> TASK OBJECTIVE
Can you update the passage on Canada's harvest by writing out everything from "This year, a" down to "but showing well." again, with "cool spring" changed to "mild spring"?

> TEXT SECTION
== Segment start ==

Canada kicked off its harvest Tuesday morning with Jackson-Triggs Okanagan Estates Winery in British Columbia picking Sauvignon Blanc at 6am Pacific Time. Other wineries in the region will follow suit within days.

‘The fruit looks very good and the vineyards are in great condition. It’s pretty exciting to be quite honest,’ says James Hopper, senior viticulturalist with B.C.’s Mission Hill Family Estate, who starts picking Tuesday.

Derek Kontkanen white winemaker for Jackson-Triggs Okanagan Estates agrees. ‘The flavours are there. The sugars are there. This is looking to be a very good vintage.’

This year, a cold winter, cool spring and hot, sunny, dry summer created excellent vineyard conditions in the Okanagan Valley – the largest wine region in the province. And since irrigation is common practice there, low rainfall minimized disease and let wineries control moisture to optimise flavour concentration.

The 2009 growing season has been an improvement over last year, which was hampered by a delayed budbreak followed by a cool and hazy summer.

Although this year’s harvest for the white wines has begun, the reds are a few weeks away but showing well.

== Segment end ==

> LISTED RECORDS
== Segment start ==

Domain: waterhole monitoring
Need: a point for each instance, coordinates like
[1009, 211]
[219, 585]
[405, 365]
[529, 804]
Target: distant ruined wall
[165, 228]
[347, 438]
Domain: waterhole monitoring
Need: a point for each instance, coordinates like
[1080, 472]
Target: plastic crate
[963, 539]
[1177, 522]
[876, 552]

== Segment end ==
== Segment start ==

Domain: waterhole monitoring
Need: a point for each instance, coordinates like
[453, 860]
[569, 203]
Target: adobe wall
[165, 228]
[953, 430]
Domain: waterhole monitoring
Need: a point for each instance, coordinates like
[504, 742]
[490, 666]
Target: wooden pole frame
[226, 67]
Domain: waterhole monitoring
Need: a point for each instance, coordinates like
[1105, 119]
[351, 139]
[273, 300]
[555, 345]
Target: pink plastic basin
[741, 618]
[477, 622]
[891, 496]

== Segment end ==
== Segment start ==

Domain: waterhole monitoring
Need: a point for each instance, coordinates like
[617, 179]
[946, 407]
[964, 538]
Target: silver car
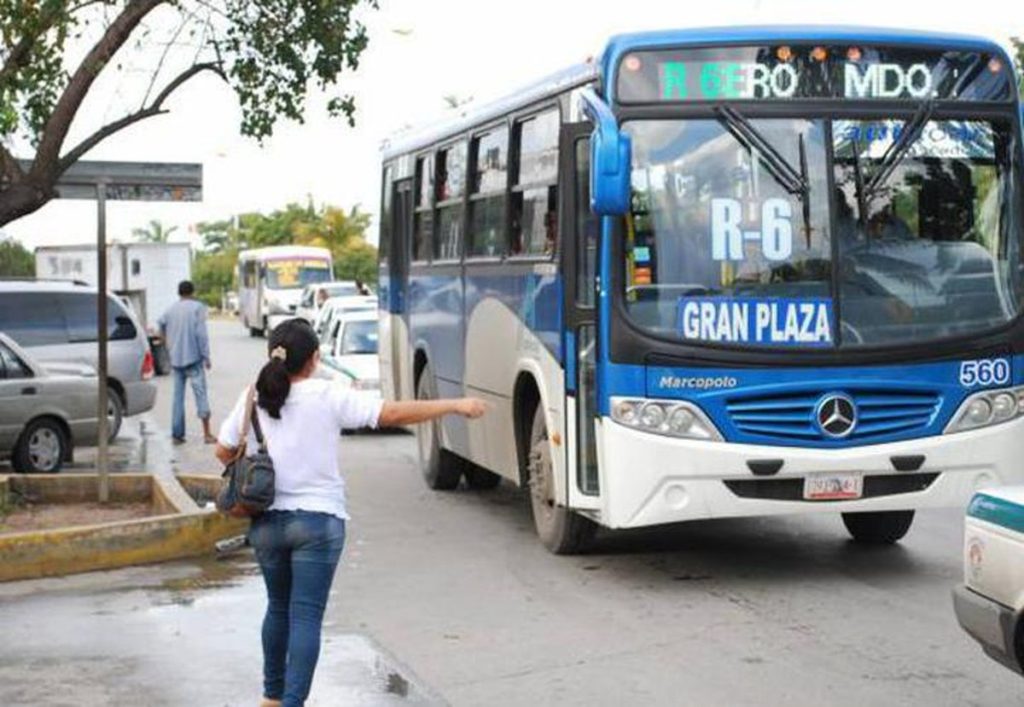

== Segment end ==

> REPLY TO THE EXERCISE
This year, a cold winter, mild spring and hot, sunny, dry summer created excellent vineyard conditions in the Okanagan Valley – the largest wine region in the province. And since irrigation is common practice there, low rainfall minimized disease and let wineries control moisture to optimise flavour concentration.

The 2009 growing season has been an improvement over last year, which was hampered by a delayed budbreak followed by a cool and hazy summer.

Although this year’s harvest for the white wines has begun, the reds are a few weeks away but showing well.